→ **What to work on**: Take each line of the material that includes "below" and copy it.

(Dataset extract Opens)

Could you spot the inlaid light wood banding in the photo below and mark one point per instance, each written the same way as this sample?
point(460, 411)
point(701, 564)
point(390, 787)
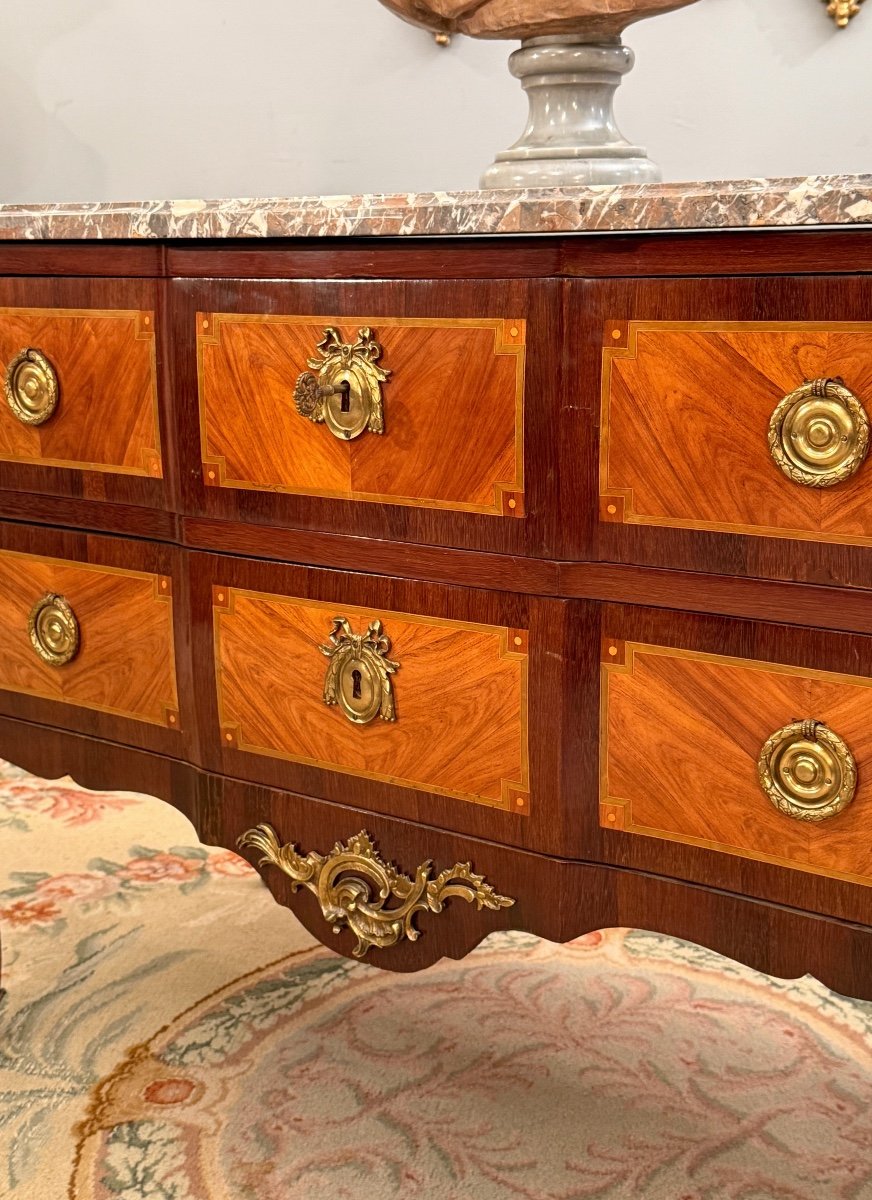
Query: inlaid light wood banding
point(685, 418)
point(461, 697)
point(107, 418)
point(680, 736)
point(125, 663)
point(453, 412)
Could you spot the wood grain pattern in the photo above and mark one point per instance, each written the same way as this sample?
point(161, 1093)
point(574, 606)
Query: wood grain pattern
point(685, 417)
point(107, 417)
point(126, 661)
point(461, 690)
point(453, 412)
point(680, 735)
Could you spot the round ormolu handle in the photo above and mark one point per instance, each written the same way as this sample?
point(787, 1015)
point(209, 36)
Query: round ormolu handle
point(31, 387)
point(818, 435)
point(807, 772)
point(54, 630)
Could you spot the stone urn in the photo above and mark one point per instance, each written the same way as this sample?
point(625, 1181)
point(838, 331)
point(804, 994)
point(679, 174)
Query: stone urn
point(570, 63)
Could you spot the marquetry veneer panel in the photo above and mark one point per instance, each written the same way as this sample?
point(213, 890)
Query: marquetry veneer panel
point(680, 736)
point(453, 412)
point(685, 419)
point(461, 697)
point(106, 420)
point(126, 660)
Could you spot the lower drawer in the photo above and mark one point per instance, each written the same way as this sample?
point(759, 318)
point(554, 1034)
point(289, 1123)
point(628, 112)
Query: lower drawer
point(426, 702)
point(747, 739)
point(86, 635)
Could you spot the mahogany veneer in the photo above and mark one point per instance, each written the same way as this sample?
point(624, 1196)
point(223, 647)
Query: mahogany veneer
point(582, 694)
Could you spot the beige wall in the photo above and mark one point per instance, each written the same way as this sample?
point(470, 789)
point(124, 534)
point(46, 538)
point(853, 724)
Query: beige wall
point(113, 100)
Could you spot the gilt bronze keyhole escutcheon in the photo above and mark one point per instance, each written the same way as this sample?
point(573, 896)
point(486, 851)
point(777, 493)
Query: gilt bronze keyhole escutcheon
point(346, 395)
point(359, 672)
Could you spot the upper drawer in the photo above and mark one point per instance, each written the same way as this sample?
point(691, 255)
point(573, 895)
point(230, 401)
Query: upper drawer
point(336, 402)
point(735, 412)
point(80, 390)
point(400, 411)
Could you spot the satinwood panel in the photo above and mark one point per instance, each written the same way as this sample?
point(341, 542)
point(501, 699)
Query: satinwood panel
point(126, 661)
point(461, 697)
point(107, 419)
point(680, 737)
point(685, 419)
point(452, 412)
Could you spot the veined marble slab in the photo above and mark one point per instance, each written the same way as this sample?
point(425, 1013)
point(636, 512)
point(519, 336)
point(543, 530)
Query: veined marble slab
point(732, 204)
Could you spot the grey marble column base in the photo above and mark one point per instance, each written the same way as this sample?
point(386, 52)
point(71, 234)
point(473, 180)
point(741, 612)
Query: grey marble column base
point(571, 137)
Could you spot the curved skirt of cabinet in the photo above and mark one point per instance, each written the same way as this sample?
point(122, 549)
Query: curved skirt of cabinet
point(552, 898)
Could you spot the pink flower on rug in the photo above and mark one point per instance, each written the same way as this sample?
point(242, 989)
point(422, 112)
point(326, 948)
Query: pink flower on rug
point(71, 805)
point(161, 868)
point(78, 887)
point(228, 863)
point(30, 912)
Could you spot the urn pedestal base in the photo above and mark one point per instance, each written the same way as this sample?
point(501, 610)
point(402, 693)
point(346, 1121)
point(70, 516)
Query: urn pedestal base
point(571, 137)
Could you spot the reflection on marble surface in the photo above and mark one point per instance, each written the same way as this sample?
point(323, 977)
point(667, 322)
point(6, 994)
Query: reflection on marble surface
point(749, 203)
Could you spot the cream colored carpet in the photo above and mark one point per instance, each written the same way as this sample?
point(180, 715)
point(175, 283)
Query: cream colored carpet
point(169, 1033)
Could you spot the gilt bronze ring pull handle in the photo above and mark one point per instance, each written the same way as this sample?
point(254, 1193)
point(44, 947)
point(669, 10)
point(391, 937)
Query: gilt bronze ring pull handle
point(346, 395)
point(818, 435)
point(807, 772)
point(31, 387)
point(54, 630)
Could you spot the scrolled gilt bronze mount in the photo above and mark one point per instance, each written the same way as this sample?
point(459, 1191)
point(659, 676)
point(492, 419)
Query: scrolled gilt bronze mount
point(807, 772)
point(359, 672)
point(354, 885)
point(346, 395)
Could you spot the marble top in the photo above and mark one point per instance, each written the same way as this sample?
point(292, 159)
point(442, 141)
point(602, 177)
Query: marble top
point(732, 204)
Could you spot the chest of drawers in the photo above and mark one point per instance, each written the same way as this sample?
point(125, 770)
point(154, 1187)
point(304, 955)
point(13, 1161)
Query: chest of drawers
point(463, 582)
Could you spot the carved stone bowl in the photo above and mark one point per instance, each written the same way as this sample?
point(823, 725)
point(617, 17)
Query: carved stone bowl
point(570, 64)
point(519, 19)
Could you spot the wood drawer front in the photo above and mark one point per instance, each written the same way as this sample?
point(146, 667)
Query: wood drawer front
point(461, 726)
point(685, 418)
point(680, 737)
point(107, 418)
point(452, 412)
point(126, 661)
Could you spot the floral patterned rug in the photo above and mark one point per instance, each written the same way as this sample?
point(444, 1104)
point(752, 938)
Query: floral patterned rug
point(169, 1033)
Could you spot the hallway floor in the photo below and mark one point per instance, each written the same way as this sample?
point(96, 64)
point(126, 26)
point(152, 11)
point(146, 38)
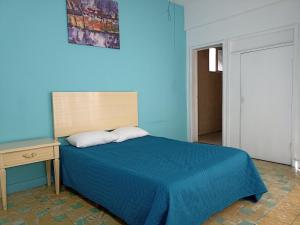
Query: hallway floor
point(212, 138)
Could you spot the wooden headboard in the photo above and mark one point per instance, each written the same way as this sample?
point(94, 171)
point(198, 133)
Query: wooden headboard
point(75, 112)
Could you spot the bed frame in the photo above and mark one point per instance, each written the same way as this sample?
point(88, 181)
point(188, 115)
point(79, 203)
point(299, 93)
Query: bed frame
point(75, 112)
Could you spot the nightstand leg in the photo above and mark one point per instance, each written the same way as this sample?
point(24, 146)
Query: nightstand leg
point(48, 170)
point(3, 188)
point(56, 171)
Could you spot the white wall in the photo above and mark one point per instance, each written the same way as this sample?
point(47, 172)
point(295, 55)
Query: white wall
point(213, 21)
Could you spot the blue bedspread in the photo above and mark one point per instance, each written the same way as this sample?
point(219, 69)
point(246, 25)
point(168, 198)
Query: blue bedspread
point(158, 181)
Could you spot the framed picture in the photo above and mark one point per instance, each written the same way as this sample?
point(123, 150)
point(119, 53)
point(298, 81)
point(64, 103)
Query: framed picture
point(94, 23)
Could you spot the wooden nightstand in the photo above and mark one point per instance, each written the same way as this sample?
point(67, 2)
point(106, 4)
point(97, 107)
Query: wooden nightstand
point(26, 152)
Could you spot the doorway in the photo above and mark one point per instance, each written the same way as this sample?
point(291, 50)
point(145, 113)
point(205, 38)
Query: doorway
point(210, 72)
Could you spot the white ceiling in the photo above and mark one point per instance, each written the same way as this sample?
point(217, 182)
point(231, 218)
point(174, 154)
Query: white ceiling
point(180, 2)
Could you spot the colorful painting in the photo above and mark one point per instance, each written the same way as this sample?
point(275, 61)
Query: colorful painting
point(94, 23)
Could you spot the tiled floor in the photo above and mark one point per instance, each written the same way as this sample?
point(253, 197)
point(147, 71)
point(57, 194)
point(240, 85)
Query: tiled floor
point(280, 206)
point(212, 138)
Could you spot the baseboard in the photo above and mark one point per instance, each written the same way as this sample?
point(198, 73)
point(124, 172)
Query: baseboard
point(296, 164)
point(11, 188)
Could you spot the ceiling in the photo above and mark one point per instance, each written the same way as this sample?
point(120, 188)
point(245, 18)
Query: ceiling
point(180, 2)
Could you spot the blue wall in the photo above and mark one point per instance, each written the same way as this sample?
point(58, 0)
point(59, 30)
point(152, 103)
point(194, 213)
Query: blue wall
point(35, 60)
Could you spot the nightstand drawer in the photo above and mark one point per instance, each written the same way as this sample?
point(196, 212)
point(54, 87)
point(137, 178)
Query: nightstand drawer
point(28, 156)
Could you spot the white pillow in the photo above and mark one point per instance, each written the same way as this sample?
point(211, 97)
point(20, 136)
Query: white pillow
point(126, 133)
point(87, 139)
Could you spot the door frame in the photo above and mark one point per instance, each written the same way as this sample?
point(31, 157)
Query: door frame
point(229, 47)
point(291, 78)
point(192, 90)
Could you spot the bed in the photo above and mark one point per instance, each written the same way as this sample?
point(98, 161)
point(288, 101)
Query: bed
point(149, 180)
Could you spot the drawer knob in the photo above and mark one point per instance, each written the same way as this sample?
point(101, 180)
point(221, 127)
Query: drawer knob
point(29, 156)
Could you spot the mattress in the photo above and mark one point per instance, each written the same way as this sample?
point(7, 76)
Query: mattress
point(159, 181)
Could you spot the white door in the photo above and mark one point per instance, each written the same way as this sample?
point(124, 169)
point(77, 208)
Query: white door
point(266, 103)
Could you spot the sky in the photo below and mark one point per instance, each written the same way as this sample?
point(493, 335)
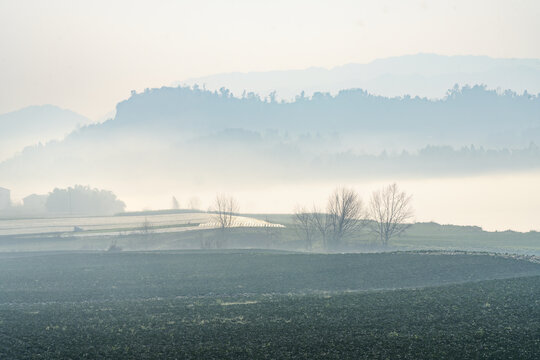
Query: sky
point(87, 56)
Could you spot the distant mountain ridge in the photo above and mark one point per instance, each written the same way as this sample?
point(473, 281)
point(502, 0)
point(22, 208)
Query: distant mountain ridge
point(34, 124)
point(424, 75)
point(184, 138)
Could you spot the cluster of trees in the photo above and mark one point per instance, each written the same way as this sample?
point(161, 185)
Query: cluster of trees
point(83, 200)
point(387, 215)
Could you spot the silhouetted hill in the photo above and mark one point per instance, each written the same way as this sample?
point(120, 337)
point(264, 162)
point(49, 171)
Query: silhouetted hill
point(34, 124)
point(424, 75)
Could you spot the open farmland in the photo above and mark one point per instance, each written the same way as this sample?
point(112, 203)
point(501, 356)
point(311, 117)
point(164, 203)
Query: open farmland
point(253, 304)
point(115, 225)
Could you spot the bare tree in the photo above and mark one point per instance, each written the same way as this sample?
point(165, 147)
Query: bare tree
point(390, 210)
point(174, 204)
point(225, 207)
point(345, 214)
point(304, 225)
point(321, 222)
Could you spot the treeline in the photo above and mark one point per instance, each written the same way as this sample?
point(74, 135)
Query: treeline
point(387, 214)
point(76, 200)
point(474, 112)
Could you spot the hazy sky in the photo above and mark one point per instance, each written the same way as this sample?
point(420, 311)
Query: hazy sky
point(88, 55)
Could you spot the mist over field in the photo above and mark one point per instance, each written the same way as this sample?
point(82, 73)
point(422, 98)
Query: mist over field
point(246, 179)
point(192, 142)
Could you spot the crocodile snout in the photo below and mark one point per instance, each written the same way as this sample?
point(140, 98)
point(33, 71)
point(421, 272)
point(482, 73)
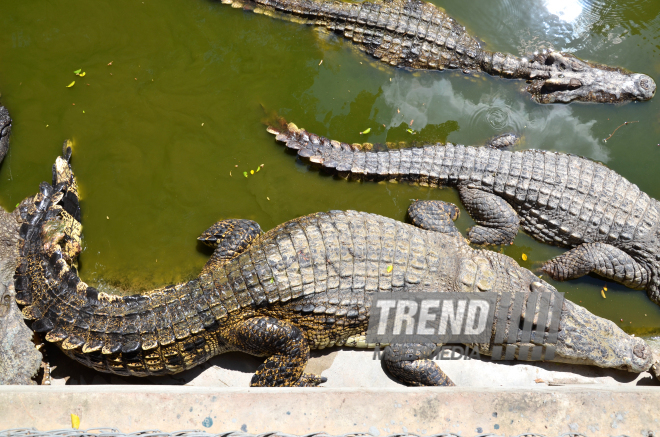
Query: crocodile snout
point(645, 86)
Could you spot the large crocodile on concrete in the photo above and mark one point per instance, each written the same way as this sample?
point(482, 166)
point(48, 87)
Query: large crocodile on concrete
point(304, 285)
point(19, 359)
point(561, 199)
point(419, 35)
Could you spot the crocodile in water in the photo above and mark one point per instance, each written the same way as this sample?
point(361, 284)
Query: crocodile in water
point(19, 359)
point(557, 198)
point(307, 284)
point(419, 35)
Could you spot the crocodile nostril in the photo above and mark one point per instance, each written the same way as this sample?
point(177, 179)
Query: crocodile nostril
point(639, 351)
point(646, 86)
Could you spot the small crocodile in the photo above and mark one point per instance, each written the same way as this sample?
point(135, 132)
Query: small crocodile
point(561, 199)
point(418, 35)
point(19, 359)
point(306, 284)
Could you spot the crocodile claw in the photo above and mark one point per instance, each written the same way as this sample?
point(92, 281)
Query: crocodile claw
point(310, 380)
point(562, 78)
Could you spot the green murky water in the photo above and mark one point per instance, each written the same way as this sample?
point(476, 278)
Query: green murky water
point(163, 134)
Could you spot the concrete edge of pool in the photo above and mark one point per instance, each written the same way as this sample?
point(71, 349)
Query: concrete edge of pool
point(467, 411)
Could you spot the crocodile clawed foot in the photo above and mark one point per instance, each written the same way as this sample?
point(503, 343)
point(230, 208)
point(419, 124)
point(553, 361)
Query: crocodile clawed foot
point(310, 380)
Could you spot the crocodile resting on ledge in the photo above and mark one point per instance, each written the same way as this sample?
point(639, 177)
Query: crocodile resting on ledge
point(561, 199)
point(304, 285)
point(419, 35)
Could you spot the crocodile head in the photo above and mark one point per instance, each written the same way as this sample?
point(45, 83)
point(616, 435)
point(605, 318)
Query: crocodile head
point(562, 78)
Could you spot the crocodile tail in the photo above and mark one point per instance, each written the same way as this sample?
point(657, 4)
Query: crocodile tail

(Dataset extract Closes)

→ **Completed task**:
Could you spot the inlaid light wood banding in the photo below and mark one point per instance, each written the same way as this sample?
Could you spot the hallway floor in the photo below and mark one point per instance, each written the same way as this sample?
Could you spot the sky in the photo below and mark one point per instance, each written the same way as this sample?
Could you spot the crocodile snout in the photo below and mark one point per instance, each written the same way as this sample?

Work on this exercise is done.